Rethinking Network Strategies: Where Most AI Data Centers Miss the Mark

Exposing the Oversights in AI Infrastructure's Connectivity and Efficiency

Feb 08, 2024

In the race to build powerful AI systems, simply accumulating more hardware-GPUs and CPUs-is not enough. It seems, as the big IT moguls suggest while announcing massive layoffs, that there’s no need to rely on engineers who will soon be replaced by smart data centers armed with the latest AI models; just keep purchasing more GPUs than the competition. However, this approach misses a crucial point: the key to truly efficient AI data centers lies in the careful design of their topology and network architecture. Without proper planning, even the most resource-rich setups will inevitably lead to perpetual traffic congestion.

Rethinking Traditional Topologies in AI-Oriented Data Centers

It’s a misconception that hardware alone can drive advancements; the expertise of engineers in system design and optimization remains irreplaceable. Engineers play a crucial role in ensuring that AI infrastructure is not only large but also smart and efficient, highlighting the importance of thoughtful design over mere scale.

Traditional topologies like Point-to-Point, Leaf-Spine, and Three-Layer networks, each with its distinct architecture and operational dynamics, have served as the backbone of data center design.

However, as AI workloads grow in complexity and demand, these traditional frameworks show clear shortcomings. Initially cost-effective, these topologies quickly reveal their limitations as data centers scale up to support more demanding AI models. The degradation in performance soon jeopardizes the viability of the entire project, underscoring the urgent need for network architectures that can efficiently accommodate the rapid expansion and intensive computational requirements of advanced AI systems.

Let’s revise the cases in point:

Point-to-Point Topology: the topology’s poor man

If there’s one certainty in the realm of AI model development, it’s the universal recognition among GPU users of this topology’s inadequacy. The digital world’s answer to the frugal man’s networking: a scenario where every device demands its own direct line, like an old-fashioned party line where everyone’s connected but in the least efficient way possible. It’s akin to using carrier pigeons for your daily emails; comically impractical, turning your data center into a digital traffic jam.

Anyway for educational purposes let’s examine the miserable conditions of complexity and scaling this topology is dealing with:

Complexity : In a point-to-point topology, every device must be directly connected to every other device for direct communication. If N represents the number of GPUs, then the number of connections ( C ) needed can be approximated by the formula C=N(N−1)/2 C = N ( N −1)/2. This is because each GPU needs a connection to every other GPU, but this count includes each connection twice (A to B, and B to A), hence the division by 2.

_DATASET CONTENT_.
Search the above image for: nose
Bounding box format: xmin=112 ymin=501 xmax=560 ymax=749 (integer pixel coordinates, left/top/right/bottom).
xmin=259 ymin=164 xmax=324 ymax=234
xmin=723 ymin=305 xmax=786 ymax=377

_TASK GOAL_. Write what comes next in the text on AI data center network topologies, starting after its final sentence. The material stands apart from the text on AI data center network topologies.

_RESULT OF THIS TASK_.
Doubling GPUs : When the number of GPUs doubles (2 N ), the number of connections becomes 2 N (2 N −1)/2, which simplifies to N (2 N −1), showing a quadratic increase in connections.

Leaf-Spine Topology

Stepping up from the digital quagmire of point-to-point, the leaf-spine topology emerges as the middle child of network configurations. Picture it as the more refined sibling, moving from the chaotic approach where each device connects directly to others, to a structured system.

Each leaf (switch) connects to every spine (switch), creating pathways more akin to a well-planned subway system than the P2P tangled mess of city streets. While it marks a leap towards efficiency, leaf-spine still lags behind the hypercube’s elegance, like trading in a horse and buggy for a car when you could be flying a jet.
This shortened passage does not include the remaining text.